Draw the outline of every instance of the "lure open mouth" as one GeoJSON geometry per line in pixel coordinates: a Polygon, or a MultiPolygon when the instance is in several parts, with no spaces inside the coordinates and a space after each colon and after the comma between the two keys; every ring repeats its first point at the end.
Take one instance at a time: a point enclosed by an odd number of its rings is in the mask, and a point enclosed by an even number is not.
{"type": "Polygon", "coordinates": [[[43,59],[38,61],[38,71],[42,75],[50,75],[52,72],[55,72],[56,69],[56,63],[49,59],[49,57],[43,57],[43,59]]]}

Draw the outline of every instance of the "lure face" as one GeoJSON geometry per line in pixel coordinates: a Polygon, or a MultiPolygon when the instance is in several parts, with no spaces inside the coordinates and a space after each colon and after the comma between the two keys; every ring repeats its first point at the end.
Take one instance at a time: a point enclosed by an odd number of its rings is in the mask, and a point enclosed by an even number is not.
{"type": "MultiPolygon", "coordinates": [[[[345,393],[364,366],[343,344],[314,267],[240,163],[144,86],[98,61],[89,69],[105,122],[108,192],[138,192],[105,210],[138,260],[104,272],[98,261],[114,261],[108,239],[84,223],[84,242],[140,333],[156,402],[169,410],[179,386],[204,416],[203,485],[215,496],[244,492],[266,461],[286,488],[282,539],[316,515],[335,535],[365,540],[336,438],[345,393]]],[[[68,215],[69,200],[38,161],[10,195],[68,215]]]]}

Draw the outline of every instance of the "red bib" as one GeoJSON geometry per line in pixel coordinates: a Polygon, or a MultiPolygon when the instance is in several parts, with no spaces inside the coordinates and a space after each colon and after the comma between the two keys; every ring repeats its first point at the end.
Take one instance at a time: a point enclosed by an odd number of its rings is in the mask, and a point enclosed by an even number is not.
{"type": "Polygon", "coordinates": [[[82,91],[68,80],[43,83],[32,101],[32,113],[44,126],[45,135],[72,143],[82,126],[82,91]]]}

Exercise aim: Pull out each line in the records above that contains the word "mouth", and copy it in full.

The completed task:
Draw the outline of every instance of the "lure open mouth" as one GeoJSON geometry per line in pixel coordinates: a Polygon, or a MultiPolygon when the instance is in several parts, with no spaces inside the coordinates and a space after each colon and after the comma between the two keys; every ring repeats its first point at the end.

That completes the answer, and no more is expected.